* **Image point grounding data**

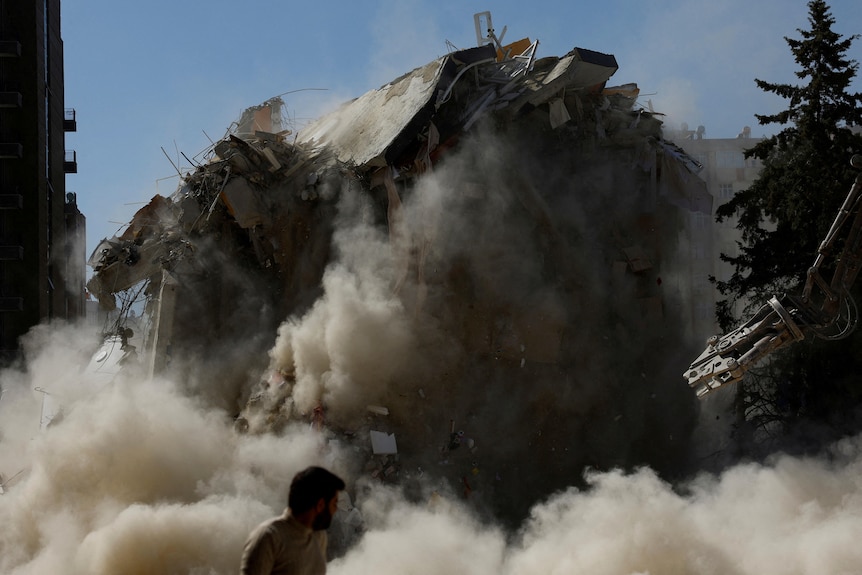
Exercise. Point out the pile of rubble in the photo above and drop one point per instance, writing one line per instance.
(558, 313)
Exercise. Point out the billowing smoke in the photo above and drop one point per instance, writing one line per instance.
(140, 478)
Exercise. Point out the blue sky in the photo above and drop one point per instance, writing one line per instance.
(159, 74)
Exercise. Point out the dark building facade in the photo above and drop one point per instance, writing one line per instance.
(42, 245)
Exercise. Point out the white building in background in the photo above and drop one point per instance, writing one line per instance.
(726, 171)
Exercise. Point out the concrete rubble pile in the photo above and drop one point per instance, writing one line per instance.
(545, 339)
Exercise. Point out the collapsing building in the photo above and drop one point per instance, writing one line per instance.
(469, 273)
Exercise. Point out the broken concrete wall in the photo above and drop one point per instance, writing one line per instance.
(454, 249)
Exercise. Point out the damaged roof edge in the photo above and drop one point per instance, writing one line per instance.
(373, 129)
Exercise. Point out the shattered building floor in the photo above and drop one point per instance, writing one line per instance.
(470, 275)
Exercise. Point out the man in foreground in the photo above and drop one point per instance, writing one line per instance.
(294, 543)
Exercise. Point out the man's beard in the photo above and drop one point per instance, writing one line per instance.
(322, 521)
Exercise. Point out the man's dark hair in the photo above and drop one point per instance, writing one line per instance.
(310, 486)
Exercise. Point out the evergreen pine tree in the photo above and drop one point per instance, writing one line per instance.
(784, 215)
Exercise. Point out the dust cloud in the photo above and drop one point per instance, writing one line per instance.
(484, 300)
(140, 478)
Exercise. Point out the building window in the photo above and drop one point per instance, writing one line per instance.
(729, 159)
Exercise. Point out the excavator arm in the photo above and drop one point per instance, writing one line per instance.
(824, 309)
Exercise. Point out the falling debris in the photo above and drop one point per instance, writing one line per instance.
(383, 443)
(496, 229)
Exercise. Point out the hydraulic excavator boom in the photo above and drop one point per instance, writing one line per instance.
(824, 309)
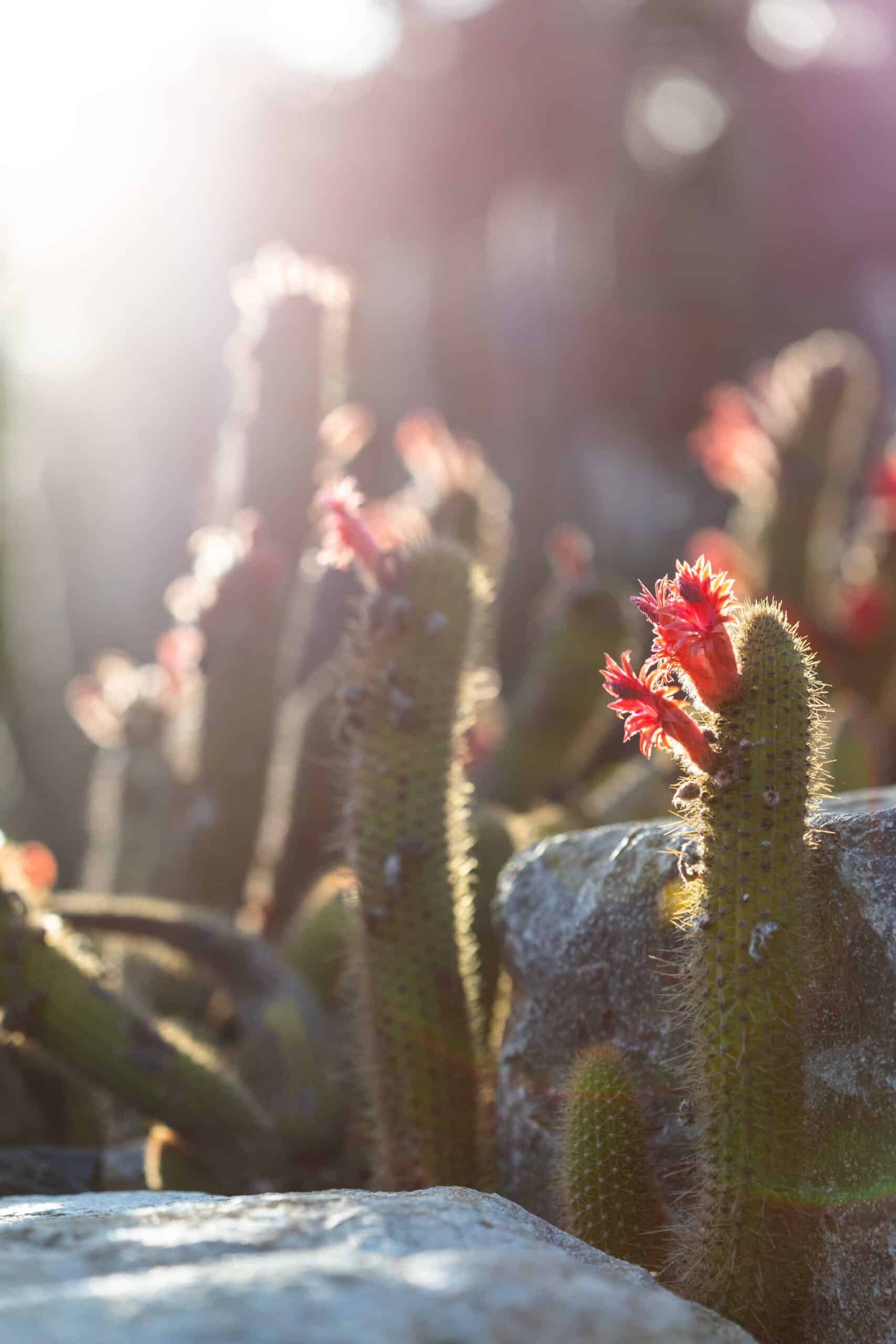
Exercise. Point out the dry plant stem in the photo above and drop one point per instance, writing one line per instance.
---
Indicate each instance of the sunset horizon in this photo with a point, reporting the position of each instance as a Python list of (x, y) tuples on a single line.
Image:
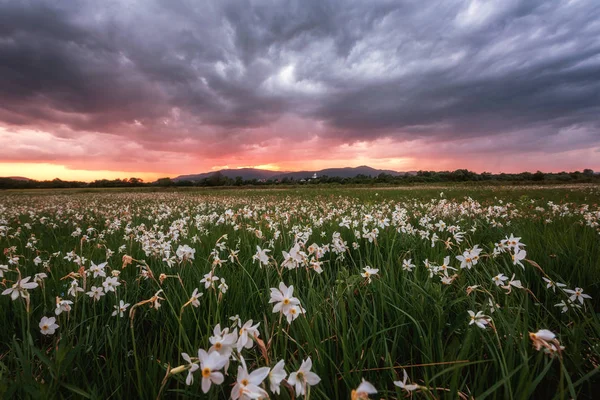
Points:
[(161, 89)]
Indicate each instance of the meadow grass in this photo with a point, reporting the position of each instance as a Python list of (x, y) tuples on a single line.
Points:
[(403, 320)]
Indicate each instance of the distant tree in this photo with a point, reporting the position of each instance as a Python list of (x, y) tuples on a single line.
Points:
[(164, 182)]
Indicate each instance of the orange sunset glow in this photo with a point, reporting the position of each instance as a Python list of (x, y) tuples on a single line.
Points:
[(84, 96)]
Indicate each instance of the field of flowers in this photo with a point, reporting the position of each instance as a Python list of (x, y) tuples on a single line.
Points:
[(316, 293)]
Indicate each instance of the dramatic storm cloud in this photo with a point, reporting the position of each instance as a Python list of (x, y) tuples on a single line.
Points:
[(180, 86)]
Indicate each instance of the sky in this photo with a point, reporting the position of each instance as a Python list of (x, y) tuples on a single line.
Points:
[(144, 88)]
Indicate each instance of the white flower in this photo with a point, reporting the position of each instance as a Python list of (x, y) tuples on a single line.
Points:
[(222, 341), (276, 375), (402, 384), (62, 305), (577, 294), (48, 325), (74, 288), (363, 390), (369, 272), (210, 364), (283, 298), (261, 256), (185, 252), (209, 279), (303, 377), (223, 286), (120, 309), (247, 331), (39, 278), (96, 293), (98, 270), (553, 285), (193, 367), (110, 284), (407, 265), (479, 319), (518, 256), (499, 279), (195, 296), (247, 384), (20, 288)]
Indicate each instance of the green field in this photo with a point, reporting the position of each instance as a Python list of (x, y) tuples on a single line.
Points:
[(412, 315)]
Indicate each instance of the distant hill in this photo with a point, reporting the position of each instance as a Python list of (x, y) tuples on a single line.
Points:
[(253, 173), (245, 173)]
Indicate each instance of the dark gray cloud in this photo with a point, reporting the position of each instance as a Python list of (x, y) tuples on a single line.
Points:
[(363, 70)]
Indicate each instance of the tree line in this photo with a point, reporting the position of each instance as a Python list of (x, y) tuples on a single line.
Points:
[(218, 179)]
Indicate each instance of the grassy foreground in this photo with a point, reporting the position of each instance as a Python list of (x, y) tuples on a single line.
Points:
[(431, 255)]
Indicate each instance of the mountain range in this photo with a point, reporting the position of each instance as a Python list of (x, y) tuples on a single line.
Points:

* **TASK TO CARRY OUT**
Answer with a single number, the count of lines in the data that contain "sunset".

* **ANSWER BOX**
2